---------- Given information

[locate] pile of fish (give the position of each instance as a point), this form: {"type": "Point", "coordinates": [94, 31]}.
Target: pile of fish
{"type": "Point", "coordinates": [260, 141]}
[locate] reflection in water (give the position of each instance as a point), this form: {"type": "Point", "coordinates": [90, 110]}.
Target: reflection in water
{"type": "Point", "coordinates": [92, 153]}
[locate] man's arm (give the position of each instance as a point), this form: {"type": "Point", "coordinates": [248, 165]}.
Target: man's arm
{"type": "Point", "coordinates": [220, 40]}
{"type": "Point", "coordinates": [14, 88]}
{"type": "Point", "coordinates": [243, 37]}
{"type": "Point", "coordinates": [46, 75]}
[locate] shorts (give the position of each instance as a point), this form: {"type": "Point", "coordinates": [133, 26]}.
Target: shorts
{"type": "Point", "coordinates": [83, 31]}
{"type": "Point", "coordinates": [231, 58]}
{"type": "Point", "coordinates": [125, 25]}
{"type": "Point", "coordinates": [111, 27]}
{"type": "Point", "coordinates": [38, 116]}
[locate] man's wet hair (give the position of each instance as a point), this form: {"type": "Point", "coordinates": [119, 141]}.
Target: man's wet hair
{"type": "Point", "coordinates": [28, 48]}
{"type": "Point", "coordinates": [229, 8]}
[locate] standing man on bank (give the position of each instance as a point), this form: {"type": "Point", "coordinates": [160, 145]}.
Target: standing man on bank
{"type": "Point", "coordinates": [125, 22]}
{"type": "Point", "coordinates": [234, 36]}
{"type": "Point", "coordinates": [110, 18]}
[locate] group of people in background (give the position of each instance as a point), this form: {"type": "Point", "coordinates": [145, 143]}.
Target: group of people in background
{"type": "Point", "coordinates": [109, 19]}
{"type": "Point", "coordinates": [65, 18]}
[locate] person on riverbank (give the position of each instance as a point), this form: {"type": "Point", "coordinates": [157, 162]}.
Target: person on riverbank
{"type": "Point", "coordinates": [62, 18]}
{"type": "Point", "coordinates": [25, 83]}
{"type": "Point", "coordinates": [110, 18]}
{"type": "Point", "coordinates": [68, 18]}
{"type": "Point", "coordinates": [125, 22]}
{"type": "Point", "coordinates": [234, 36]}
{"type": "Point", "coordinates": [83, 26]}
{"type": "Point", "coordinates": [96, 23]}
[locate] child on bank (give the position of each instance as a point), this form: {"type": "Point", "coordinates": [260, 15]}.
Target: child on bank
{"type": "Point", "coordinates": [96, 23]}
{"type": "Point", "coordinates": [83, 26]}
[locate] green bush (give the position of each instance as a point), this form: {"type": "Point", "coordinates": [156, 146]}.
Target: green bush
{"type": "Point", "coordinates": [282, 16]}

--------------------
---------- Given information

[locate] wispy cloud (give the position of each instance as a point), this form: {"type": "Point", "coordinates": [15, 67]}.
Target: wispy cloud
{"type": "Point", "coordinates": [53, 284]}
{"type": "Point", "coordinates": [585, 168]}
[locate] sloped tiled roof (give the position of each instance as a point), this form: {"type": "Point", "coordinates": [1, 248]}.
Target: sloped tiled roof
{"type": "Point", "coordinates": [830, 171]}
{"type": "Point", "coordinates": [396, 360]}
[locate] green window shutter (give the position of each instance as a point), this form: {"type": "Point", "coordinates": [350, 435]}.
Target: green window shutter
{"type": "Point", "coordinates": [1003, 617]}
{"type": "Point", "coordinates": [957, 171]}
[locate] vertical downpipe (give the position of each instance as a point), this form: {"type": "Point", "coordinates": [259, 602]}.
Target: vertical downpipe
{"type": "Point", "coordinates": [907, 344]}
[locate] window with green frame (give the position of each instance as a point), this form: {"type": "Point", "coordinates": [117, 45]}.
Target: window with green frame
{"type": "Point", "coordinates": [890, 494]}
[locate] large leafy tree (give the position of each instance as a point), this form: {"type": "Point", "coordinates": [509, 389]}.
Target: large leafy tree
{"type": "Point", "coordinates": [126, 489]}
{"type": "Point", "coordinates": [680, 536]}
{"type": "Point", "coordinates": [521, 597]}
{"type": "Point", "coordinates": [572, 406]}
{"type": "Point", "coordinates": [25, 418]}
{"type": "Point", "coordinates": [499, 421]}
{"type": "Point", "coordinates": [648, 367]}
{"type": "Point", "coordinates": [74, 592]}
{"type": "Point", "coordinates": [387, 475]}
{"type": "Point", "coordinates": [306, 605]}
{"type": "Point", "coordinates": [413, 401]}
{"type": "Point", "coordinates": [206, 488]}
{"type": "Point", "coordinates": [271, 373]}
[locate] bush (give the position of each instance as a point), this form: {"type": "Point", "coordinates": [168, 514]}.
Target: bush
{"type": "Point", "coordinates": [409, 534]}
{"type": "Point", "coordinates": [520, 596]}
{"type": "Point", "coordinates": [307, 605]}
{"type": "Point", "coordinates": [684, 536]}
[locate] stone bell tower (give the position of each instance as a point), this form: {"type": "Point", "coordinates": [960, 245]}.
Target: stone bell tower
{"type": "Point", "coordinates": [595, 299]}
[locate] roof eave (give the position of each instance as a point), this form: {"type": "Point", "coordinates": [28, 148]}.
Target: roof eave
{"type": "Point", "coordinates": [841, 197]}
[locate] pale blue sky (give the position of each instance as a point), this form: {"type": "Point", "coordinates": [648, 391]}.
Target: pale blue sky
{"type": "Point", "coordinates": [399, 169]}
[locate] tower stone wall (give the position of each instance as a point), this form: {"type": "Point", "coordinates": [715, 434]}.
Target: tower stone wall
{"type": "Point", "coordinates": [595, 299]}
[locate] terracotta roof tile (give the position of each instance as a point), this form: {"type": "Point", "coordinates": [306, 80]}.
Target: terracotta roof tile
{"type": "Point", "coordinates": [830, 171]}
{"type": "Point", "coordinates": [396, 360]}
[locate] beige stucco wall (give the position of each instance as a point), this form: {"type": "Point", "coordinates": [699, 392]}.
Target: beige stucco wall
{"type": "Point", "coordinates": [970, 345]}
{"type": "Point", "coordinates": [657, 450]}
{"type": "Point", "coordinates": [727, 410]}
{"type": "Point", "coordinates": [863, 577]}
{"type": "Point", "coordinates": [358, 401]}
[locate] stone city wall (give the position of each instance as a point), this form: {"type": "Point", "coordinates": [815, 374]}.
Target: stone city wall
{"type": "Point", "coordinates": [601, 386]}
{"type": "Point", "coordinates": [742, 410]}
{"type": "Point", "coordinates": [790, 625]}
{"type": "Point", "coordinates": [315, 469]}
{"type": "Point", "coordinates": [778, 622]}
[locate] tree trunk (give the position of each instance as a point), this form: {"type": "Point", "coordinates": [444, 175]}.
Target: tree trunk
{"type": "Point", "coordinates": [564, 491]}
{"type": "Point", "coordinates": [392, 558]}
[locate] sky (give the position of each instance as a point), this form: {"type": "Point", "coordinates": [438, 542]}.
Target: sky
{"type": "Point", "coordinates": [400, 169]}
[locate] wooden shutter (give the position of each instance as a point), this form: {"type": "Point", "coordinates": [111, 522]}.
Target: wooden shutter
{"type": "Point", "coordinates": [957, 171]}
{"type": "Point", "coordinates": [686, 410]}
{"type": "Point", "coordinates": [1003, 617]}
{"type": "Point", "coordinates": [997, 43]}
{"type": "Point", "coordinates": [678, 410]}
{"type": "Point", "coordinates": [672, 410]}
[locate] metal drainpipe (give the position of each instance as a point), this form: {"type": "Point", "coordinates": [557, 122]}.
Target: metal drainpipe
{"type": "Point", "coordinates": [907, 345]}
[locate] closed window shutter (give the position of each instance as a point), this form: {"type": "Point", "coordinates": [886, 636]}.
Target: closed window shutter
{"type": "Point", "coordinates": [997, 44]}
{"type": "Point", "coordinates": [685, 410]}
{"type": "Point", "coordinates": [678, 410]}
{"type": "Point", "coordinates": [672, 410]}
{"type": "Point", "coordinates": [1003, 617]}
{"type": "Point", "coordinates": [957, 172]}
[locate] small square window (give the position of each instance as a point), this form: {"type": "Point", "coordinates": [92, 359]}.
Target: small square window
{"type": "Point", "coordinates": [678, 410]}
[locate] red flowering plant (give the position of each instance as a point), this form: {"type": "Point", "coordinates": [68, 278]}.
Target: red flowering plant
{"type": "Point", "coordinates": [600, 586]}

--------------------
---------- Given information

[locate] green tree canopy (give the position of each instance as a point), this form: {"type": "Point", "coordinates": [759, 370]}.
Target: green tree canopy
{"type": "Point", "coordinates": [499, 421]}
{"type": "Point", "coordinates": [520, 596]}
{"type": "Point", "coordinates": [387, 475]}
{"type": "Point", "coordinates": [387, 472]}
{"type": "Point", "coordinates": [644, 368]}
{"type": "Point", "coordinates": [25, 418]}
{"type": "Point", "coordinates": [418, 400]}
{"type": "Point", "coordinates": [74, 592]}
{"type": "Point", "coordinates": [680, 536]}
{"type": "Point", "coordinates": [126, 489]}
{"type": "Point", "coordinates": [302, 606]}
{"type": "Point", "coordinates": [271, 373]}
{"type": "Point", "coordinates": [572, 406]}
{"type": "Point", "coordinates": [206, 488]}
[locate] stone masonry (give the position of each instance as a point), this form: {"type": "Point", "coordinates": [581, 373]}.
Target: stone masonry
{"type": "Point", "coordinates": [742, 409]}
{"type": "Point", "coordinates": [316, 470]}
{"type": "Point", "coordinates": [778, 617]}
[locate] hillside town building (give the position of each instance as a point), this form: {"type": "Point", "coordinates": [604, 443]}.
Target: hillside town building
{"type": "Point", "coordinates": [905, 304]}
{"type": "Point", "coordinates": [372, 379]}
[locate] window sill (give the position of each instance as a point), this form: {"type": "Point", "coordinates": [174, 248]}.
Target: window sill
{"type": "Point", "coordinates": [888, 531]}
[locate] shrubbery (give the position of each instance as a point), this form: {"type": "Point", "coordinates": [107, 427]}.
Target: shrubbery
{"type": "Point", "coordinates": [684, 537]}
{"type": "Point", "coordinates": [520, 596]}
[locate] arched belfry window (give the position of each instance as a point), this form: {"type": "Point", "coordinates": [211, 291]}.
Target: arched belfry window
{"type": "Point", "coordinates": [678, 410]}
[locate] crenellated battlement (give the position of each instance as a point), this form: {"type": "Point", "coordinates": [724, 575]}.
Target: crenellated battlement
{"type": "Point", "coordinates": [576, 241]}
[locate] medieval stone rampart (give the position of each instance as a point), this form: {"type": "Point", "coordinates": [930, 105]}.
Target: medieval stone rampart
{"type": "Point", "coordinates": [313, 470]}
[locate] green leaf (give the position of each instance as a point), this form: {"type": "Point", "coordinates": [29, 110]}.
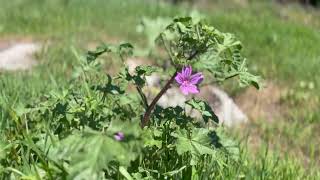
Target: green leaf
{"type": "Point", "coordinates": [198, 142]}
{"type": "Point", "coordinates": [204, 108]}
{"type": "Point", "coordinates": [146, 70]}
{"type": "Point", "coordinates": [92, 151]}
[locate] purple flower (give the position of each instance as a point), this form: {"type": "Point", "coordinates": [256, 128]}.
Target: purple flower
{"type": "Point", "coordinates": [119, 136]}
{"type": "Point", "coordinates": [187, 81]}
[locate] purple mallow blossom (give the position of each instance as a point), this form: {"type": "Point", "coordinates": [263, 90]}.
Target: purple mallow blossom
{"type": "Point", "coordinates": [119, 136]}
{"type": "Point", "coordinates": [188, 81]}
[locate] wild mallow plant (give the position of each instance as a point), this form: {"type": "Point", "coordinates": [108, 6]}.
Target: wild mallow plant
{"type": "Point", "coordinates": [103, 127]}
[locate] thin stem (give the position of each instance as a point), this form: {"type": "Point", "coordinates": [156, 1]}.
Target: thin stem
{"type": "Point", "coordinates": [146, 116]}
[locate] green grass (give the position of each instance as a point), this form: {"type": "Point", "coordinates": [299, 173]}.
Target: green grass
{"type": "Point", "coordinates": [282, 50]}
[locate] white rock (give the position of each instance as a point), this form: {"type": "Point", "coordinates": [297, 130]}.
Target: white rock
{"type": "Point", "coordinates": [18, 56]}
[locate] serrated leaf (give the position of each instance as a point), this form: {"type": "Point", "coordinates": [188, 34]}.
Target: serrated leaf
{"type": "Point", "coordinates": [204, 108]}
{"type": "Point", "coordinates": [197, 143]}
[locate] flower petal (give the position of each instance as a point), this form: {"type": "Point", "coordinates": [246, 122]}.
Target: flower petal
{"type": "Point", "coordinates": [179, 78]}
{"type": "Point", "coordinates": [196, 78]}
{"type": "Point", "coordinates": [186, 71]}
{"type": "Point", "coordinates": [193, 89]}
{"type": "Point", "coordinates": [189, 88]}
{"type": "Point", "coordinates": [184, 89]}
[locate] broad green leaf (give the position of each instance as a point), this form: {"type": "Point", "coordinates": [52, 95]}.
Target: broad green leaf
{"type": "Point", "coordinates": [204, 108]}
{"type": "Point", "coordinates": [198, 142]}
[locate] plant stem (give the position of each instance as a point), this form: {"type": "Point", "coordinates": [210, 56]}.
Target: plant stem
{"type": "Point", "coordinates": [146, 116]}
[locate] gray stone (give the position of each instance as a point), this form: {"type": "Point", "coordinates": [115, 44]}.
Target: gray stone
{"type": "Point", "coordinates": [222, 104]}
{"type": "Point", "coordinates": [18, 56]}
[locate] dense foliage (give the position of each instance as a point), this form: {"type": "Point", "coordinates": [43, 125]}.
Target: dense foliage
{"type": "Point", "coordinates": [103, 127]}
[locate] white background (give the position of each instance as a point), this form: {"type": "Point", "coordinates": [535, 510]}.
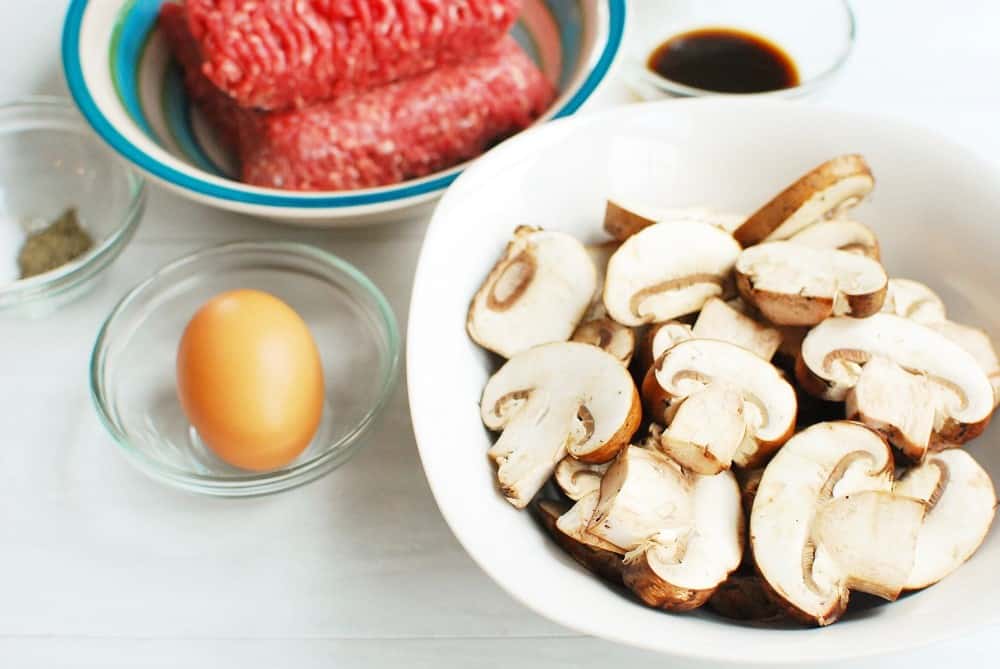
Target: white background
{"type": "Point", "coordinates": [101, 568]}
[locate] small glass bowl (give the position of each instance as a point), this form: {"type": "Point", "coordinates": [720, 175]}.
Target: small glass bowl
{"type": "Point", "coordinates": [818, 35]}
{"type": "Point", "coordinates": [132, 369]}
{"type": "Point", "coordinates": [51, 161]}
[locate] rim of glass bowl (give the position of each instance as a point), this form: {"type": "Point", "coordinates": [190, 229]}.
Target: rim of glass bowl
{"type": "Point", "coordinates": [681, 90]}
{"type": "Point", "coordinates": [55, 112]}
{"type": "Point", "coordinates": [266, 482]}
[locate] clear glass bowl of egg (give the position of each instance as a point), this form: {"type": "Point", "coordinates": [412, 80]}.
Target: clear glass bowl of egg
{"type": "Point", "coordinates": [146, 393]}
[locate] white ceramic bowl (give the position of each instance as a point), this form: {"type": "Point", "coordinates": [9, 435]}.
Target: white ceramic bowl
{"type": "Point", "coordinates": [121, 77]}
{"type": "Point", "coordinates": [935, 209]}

--------------------

> **What you need to do**:
Using the records above, restate word for word the lines from the one with "[locate] flower petal" through the one with "[locate] broad green", both included.

> **Exercise output**:
[locate] flower petal (give the position of each instance as a point), this form: {"type": "Point", "coordinates": [246, 122]}.
Target: flower petal
{"type": "Point", "coordinates": [179, 78]}
{"type": "Point", "coordinates": [196, 78]}
{"type": "Point", "coordinates": [186, 71]}
{"type": "Point", "coordinates": [193, 89]}
{"type": "Point", "coordinates": [189, 88]}
{"type": "Point", "coordinates": [184, 89]}
[locate] broad green leaf (give the position of each instance as a point), this form: {"type": "Point", "coordinates": [52, 95]}.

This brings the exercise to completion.